From the rows below, select every line that contains the word "player" and copy each one unchanged.

....................

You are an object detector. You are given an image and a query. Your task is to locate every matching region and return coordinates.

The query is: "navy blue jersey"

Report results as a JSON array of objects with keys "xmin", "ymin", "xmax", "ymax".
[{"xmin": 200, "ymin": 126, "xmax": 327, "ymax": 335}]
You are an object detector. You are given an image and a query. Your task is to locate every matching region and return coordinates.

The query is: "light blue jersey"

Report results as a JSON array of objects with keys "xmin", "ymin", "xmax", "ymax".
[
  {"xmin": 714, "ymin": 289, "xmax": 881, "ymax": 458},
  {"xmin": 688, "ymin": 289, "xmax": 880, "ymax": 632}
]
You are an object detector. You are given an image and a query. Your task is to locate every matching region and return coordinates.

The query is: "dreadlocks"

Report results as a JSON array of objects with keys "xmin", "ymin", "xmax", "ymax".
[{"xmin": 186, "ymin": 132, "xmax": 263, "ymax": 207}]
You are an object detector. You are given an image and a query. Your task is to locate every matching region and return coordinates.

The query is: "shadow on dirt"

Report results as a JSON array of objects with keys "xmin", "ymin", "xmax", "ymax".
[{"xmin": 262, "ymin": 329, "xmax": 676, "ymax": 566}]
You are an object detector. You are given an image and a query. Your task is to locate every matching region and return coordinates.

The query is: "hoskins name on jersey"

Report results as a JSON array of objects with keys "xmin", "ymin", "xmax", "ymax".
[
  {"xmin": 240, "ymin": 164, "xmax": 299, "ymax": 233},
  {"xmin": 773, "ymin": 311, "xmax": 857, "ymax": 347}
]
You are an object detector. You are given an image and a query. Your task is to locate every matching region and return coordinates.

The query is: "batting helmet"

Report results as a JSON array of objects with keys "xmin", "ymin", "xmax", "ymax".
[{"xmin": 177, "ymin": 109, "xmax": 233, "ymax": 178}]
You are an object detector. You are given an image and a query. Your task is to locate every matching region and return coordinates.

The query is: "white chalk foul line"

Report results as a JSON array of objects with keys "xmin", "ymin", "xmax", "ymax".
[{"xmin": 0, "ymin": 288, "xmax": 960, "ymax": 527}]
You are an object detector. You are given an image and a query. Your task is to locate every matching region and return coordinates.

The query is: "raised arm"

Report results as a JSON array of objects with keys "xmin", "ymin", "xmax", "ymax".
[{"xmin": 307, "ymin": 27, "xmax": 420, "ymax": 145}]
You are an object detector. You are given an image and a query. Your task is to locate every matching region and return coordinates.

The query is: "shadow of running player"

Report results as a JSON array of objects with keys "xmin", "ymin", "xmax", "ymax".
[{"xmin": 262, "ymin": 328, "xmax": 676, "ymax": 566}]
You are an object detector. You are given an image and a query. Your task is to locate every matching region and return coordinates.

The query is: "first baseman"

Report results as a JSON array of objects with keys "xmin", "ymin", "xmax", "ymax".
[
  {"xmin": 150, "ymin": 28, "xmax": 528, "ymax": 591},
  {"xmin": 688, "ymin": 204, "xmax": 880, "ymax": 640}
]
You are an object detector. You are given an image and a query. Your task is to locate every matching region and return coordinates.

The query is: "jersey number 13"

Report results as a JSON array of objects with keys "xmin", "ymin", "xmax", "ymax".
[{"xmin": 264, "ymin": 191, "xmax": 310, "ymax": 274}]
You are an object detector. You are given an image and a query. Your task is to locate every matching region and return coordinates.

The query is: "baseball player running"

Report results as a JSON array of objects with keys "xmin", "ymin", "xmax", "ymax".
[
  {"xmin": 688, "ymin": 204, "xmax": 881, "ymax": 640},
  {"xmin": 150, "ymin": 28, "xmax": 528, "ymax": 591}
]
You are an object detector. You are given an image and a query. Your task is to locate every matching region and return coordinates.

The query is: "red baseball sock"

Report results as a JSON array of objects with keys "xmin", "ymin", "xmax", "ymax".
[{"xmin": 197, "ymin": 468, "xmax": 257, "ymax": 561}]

....................

• _Exercise answer_:
The query is: "shadow of running player"
The query is: "baseball player running"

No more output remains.